(Given data)

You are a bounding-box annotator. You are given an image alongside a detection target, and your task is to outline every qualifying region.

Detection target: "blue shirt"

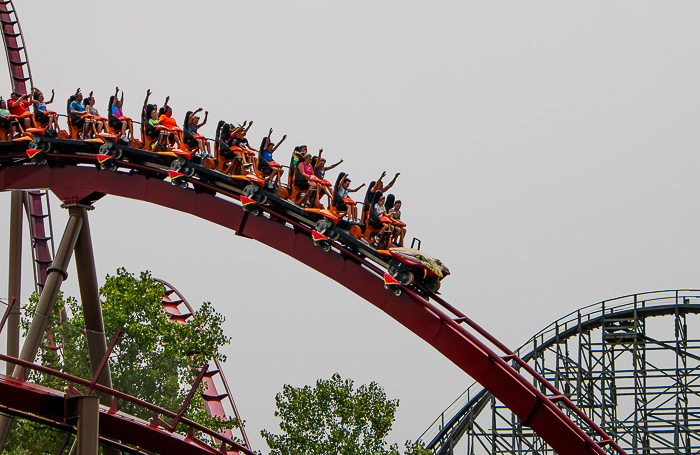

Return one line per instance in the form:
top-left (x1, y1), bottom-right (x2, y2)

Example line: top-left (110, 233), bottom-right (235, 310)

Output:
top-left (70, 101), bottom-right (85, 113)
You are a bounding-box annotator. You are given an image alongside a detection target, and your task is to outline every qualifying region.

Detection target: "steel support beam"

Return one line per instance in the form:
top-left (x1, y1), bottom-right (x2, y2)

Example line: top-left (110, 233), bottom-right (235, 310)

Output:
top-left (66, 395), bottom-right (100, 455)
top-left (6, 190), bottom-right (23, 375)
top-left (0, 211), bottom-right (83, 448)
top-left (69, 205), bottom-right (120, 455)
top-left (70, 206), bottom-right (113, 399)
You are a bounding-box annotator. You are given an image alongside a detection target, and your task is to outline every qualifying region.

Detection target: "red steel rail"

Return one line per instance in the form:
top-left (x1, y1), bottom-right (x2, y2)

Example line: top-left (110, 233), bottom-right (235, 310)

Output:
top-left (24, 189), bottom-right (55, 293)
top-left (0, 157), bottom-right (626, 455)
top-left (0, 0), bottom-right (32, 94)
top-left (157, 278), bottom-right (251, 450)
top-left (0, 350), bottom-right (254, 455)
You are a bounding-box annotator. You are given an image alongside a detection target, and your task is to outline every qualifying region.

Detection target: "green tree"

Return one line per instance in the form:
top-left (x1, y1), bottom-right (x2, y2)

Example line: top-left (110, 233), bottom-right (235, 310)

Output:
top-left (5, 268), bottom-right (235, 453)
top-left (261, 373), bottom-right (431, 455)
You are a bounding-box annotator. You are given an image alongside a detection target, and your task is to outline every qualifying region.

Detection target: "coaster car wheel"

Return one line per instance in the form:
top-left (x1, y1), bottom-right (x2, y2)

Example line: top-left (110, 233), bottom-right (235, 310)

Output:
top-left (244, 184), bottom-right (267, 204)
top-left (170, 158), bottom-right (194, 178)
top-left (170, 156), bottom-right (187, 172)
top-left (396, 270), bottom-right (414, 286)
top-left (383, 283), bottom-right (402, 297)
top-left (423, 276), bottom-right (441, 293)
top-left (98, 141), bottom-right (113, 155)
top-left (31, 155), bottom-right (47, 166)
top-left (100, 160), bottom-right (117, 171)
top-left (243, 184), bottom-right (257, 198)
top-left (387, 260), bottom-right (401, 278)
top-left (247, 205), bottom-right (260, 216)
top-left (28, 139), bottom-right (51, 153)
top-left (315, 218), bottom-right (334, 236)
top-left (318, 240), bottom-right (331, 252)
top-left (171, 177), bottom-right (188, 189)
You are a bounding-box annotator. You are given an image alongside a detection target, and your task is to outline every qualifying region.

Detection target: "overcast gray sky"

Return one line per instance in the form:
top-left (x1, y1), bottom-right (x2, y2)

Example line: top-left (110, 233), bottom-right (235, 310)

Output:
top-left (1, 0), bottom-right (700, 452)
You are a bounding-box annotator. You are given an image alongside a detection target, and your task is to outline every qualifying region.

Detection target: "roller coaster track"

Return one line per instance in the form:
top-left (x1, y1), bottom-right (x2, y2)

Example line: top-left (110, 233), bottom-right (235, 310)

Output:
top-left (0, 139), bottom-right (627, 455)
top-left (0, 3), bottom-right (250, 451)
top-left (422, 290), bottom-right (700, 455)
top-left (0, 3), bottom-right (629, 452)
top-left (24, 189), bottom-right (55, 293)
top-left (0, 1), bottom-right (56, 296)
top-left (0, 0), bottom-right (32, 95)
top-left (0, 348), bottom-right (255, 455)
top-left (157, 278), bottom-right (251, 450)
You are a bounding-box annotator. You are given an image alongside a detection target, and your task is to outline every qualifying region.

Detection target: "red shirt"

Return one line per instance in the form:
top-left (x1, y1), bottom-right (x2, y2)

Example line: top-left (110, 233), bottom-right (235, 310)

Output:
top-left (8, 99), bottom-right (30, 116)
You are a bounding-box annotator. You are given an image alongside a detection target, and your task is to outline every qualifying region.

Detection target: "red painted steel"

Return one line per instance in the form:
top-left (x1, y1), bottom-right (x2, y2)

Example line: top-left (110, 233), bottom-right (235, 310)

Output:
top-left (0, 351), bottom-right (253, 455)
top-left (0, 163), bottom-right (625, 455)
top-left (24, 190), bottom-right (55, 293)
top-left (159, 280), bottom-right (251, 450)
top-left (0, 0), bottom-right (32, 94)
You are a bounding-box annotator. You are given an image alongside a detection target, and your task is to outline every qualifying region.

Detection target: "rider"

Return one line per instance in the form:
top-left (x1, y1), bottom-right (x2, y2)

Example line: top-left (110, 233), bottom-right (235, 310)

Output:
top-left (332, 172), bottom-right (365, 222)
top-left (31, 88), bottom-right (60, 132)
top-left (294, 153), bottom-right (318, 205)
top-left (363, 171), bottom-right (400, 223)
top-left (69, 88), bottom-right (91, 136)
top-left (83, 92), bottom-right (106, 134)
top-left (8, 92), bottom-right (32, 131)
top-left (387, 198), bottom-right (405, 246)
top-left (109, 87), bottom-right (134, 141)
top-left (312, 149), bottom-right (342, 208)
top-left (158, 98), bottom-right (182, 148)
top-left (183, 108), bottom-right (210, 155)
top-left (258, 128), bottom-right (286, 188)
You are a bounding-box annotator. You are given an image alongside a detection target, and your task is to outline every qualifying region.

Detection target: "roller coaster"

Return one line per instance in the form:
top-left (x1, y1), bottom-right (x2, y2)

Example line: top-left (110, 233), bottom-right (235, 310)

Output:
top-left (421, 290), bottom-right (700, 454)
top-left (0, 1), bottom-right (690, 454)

(End Given data)
(Given data)

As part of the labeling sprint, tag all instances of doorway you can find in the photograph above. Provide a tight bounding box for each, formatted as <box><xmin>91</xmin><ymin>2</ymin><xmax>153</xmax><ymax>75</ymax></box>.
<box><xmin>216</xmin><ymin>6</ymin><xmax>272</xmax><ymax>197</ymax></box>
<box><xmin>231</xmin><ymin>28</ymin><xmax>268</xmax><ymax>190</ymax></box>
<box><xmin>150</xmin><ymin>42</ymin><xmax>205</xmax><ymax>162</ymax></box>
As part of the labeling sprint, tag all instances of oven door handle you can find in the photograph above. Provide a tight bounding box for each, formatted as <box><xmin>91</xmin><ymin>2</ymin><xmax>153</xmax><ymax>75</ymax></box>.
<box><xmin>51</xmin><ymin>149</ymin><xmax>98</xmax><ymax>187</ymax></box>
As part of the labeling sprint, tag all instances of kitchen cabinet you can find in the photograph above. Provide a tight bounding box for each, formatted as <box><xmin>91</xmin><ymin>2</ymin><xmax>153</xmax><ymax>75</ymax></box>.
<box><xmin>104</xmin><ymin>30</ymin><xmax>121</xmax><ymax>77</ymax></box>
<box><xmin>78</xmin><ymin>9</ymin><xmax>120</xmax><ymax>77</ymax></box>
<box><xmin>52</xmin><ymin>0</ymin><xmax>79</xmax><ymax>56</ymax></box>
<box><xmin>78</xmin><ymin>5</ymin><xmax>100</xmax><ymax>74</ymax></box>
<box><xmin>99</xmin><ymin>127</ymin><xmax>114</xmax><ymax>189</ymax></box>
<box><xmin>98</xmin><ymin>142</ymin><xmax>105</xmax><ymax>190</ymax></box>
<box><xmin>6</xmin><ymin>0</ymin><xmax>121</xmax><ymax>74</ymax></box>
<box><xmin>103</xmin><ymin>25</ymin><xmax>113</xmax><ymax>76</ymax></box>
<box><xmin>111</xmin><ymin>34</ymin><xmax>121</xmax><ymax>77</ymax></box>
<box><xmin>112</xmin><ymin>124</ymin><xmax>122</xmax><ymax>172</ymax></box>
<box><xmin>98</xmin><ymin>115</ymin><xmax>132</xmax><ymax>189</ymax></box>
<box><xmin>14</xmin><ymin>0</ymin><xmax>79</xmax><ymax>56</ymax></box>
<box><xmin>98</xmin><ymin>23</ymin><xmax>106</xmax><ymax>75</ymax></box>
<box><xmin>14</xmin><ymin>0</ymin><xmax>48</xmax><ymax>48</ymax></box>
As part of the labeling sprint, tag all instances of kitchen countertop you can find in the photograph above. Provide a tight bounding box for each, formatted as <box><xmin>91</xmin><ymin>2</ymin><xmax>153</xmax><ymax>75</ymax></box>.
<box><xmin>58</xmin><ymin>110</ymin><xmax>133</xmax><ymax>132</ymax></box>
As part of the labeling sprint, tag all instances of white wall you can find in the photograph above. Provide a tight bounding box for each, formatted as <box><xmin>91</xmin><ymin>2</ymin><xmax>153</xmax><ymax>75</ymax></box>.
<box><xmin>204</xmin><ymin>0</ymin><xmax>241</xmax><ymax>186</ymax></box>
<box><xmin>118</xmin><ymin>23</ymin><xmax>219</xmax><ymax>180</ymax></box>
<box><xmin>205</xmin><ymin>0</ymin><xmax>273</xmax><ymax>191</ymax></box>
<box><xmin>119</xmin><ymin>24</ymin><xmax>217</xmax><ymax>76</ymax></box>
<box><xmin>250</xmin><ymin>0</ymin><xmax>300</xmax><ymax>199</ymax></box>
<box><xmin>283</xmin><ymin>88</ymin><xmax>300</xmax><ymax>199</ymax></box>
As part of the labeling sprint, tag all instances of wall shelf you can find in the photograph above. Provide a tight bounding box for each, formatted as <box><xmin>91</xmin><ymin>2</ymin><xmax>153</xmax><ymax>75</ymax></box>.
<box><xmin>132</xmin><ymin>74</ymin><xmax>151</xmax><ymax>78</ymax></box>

(End Given data)
(Given data)

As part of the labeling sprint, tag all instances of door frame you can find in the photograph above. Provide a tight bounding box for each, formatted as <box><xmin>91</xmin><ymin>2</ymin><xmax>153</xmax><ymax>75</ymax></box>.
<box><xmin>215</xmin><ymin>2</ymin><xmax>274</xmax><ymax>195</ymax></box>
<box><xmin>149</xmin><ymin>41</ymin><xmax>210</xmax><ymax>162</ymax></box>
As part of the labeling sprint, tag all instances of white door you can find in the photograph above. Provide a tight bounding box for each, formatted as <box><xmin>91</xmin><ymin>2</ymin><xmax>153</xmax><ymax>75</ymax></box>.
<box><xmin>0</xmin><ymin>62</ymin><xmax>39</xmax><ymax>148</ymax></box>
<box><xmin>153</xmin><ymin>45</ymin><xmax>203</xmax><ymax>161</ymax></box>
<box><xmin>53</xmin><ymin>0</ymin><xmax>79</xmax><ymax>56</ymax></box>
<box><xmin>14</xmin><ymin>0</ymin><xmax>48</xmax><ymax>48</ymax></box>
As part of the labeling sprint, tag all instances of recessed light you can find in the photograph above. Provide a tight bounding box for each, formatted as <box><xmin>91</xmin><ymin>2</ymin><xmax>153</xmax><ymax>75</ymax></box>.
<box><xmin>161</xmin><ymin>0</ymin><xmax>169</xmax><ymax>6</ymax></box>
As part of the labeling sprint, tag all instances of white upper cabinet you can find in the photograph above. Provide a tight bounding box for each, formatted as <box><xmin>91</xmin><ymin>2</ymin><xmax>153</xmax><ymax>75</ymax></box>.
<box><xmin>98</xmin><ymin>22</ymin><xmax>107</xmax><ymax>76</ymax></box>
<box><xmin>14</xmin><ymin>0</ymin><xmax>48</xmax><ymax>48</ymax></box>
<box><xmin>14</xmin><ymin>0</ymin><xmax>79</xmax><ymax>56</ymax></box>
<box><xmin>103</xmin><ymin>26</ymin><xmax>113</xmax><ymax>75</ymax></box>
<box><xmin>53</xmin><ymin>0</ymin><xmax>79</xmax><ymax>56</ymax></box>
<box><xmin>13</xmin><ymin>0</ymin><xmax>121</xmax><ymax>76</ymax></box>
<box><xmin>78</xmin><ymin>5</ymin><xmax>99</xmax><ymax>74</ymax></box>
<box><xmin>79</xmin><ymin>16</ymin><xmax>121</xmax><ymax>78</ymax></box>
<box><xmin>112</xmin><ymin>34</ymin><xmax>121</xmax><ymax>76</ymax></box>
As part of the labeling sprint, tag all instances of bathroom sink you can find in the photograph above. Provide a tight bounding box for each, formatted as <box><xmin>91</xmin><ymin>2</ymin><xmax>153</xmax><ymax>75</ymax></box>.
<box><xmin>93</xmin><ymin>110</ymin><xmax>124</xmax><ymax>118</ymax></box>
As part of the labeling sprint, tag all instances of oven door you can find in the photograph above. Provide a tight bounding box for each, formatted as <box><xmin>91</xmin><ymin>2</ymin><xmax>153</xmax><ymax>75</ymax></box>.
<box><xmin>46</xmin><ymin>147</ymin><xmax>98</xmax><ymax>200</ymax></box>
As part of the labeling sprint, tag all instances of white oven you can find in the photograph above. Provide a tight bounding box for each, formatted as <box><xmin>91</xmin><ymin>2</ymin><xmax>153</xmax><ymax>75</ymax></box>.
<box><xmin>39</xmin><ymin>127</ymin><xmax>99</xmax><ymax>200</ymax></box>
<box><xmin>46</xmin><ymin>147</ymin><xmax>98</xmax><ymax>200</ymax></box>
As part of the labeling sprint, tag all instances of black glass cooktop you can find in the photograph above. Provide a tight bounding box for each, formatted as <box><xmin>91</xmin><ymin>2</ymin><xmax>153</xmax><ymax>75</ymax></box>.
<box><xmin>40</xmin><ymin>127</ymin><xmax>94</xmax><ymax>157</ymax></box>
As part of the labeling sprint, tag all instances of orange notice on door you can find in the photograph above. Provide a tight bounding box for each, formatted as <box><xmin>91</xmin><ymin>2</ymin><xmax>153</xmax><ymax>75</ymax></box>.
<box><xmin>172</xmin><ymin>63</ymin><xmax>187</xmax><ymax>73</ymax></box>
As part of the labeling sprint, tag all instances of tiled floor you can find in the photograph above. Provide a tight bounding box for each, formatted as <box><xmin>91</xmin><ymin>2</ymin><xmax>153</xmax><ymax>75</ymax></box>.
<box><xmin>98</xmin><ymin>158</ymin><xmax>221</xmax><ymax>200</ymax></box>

(End Given data)

Try it:
Write only the number of lines in the listing that include "shirt".

Solved exercise:
2